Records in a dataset

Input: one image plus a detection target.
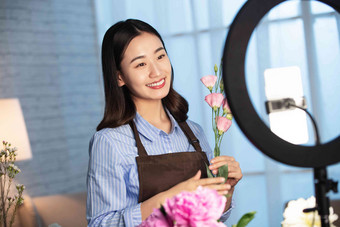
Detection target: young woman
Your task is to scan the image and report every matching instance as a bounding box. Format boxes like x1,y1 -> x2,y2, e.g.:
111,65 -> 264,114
87,19 -> 242,226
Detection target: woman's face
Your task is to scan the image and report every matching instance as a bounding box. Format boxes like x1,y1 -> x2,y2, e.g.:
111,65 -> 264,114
118,32 -> 171,104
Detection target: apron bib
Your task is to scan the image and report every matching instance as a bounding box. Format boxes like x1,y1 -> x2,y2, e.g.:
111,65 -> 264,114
130,121 -> 209,203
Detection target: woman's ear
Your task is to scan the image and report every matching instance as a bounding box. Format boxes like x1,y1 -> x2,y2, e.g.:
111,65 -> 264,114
117,72 -> 125,87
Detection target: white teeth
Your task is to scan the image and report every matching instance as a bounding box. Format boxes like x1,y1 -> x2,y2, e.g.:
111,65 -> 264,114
146,79 -> 165,87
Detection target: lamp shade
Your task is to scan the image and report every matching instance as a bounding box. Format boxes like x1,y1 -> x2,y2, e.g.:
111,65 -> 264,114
0,99 -> 32,161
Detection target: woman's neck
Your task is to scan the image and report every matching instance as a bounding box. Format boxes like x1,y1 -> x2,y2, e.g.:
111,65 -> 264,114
135,100 -> 171,133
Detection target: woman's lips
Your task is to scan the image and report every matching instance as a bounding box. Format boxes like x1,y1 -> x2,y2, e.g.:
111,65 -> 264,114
146,78 -> 165,89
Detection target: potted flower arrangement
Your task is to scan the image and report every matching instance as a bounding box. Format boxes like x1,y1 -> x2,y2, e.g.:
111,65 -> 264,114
0,141 -> 25,227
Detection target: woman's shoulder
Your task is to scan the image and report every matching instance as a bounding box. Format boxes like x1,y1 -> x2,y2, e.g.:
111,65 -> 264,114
91,124 -> 134,144
187,119 -> 203,134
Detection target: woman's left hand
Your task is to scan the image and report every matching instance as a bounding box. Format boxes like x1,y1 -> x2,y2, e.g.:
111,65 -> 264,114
209,156 -> 243,188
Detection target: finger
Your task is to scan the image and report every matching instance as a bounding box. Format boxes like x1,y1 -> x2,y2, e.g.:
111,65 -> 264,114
191,170 -> 201,180
205,184 -> 231,191
210,155 -> 235,163
197,177 -> 225,186
209,162 -> 229,170
228,173 -> 243,180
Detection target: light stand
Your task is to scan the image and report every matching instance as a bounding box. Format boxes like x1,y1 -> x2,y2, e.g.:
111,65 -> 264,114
265,100 -> 338,227
223,0 -> 340,227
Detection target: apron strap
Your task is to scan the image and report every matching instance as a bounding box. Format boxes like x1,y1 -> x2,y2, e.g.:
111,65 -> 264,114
129,120 -> 148,156
178,121 -> 202,152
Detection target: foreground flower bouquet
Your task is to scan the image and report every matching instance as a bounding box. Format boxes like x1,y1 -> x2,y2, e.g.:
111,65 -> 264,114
281,196 -> 338,227
139,186 -> 255,227
0,141 -> 25,227
139,186 -> 227,227
201,61 -> 233,183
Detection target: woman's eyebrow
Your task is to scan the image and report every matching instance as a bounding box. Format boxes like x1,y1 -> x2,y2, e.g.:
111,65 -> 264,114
155,47 -> 164,53
130,47 -> 164,64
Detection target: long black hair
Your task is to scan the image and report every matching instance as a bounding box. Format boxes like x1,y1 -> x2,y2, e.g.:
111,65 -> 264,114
97,19 -> 189,131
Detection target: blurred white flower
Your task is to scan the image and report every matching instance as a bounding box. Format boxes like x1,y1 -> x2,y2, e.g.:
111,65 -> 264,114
281,196 -> 338,227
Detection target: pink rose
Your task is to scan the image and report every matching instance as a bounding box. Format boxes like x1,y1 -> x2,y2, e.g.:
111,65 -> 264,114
204,93 -> 224,111
222,99 -> 233,120
216,116 -> 231,135
138,209 -> 173,227
201,75 -> 217,92
164,186 -> 226,227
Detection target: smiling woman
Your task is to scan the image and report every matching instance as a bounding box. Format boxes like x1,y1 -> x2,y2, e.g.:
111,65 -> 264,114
87,19 -> 242,226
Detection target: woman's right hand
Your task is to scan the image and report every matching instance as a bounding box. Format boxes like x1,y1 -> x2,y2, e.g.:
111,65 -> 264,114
164,170 -> 231,198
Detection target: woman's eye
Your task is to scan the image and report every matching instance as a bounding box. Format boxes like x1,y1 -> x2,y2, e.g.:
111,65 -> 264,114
136,63 -> 145,68
158,54 -> 165,59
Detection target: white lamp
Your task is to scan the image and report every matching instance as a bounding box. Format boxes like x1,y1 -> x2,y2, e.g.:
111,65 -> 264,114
0,99 -> 32,161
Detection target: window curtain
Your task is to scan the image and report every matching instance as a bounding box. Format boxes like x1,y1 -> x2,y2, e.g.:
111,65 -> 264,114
94,0 -> 340,227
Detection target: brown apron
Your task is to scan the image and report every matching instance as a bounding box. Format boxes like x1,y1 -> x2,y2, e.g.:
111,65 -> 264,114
130,121 -> 209,203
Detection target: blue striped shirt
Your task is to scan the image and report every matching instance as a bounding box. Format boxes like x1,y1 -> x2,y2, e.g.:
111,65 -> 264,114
86,112 -> 231,227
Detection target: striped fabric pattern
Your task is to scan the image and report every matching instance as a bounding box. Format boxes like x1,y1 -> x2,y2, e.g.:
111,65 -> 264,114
86,112 -> 231,227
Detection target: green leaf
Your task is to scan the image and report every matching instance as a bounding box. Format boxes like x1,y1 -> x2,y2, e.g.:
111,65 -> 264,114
205,163 -> 214,178
236,211 -> 256,227
217,164 -> 228,182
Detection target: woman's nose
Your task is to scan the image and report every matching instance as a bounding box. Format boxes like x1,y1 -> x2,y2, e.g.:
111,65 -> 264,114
150,63 -> 162,77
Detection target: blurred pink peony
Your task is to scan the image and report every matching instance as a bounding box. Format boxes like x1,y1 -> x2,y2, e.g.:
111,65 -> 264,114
138,209 -> 172,227
216,116 -> 231,135
204,93 -> 224,111
201,75 -> 217,92
164,186 -> 226,227
222,99 -> 233,120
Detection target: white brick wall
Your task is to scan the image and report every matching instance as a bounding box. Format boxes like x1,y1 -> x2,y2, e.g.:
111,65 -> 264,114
0,0 -> 103,196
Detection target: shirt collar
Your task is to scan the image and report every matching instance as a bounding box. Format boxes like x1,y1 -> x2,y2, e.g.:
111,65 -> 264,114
134,108 -> 179,141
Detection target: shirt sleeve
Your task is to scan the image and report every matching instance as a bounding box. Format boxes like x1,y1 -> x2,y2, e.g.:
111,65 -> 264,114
86,133 -> 142,227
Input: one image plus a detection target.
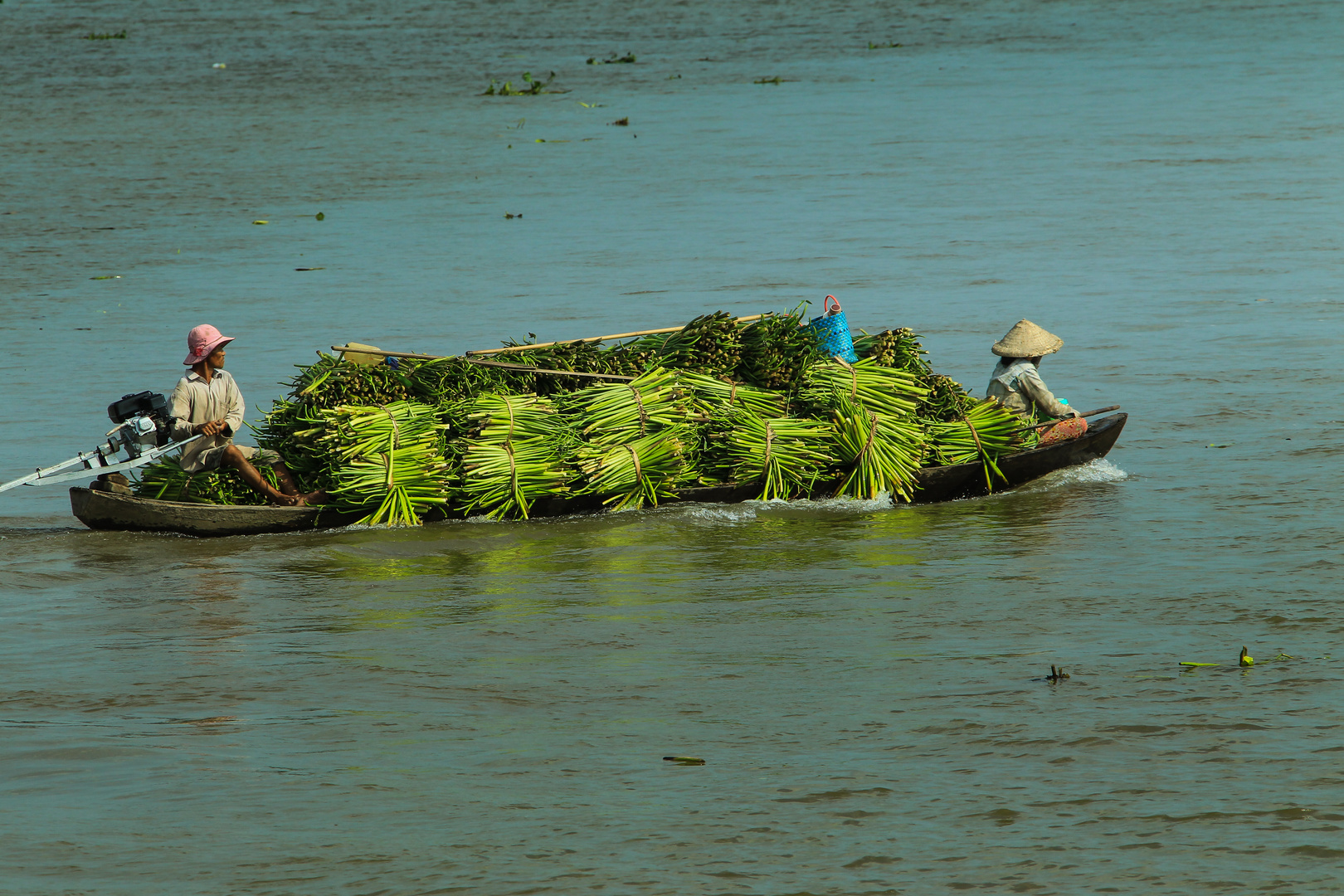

Direction: Gather every line of the material above that contains the string "lamp" and copy each one out.

Full output:
Detection target: lamp shade
Detection target: white lamp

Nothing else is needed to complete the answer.